"""

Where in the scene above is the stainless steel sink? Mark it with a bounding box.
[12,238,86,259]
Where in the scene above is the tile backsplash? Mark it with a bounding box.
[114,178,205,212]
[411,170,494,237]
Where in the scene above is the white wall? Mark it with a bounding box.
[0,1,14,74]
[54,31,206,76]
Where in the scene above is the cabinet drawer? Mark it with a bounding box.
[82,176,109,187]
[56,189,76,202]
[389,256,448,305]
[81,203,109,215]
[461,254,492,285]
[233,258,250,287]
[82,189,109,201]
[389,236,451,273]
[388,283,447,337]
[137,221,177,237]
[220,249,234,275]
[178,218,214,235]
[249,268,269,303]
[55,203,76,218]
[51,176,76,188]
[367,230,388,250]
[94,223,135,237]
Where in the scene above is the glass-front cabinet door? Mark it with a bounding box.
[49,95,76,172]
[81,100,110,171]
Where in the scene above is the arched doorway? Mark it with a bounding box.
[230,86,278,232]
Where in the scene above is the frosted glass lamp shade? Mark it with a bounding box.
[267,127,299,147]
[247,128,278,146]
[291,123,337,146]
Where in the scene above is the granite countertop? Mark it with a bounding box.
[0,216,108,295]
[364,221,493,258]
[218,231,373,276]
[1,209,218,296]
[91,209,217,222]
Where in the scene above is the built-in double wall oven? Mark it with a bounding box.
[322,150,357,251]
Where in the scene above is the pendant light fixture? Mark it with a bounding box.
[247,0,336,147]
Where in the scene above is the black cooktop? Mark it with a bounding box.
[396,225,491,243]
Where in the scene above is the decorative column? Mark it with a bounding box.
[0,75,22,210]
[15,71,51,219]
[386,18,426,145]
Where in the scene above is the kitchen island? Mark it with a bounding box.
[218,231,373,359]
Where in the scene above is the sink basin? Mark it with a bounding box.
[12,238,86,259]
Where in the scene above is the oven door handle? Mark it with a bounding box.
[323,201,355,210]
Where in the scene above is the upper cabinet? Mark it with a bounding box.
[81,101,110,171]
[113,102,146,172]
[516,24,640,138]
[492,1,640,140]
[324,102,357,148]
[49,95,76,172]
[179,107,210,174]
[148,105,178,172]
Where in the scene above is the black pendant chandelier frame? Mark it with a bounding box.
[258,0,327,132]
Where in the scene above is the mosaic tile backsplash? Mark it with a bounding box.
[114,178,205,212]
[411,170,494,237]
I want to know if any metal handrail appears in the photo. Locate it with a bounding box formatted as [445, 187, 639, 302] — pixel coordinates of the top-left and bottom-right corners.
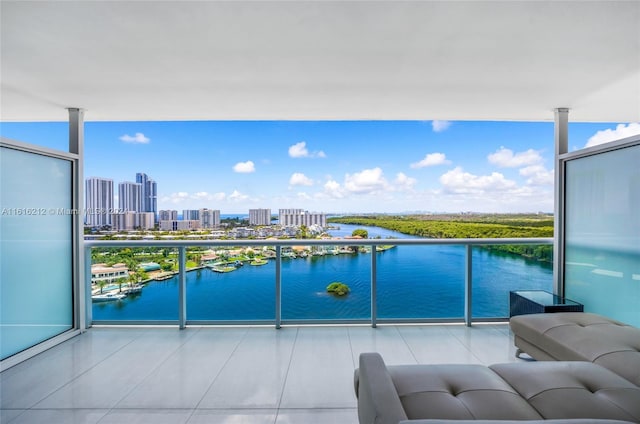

"""

Nothing but the lines from the line containing "Where in the scene above is the kitchen" through the last line of the listing above should appear, output exactly, with no pictures.

Where in the scene above is the kitchen island? Mark it with a bounding box.
[218,231,373,359]
Where in the scene above is the sink basin? Mark it with a bounding box.
[12,238,86,259]
Where in the scene above is the oven door handle? Mark it with a bounding box.
[323,201,355,210]
Where in the scene above is the upper cabinet? Mark it with a bounding box.
[81,101,110,171]
[113,102,146,172]
[516,24,640,138]
[492,1,640,140]
[324,102,357,148]
[49,95,76,172]
[179,107,210,174]
[148,105,178,172]
Where in the scene above is the black pendant chandelier frame? Mark it with a bounding box.
[258,0,327,132]
Where in the scene above is the mosaic tile backsplash? Mark it with a bounding box.
[114,178,205,212]
[411,170,494,237]
I want to know if any metal handrail appears in the photo. Locate it with a bounding box formatted as [445, 187, 639, 302] — pixel coordinates of the top-left and bottom-right corners.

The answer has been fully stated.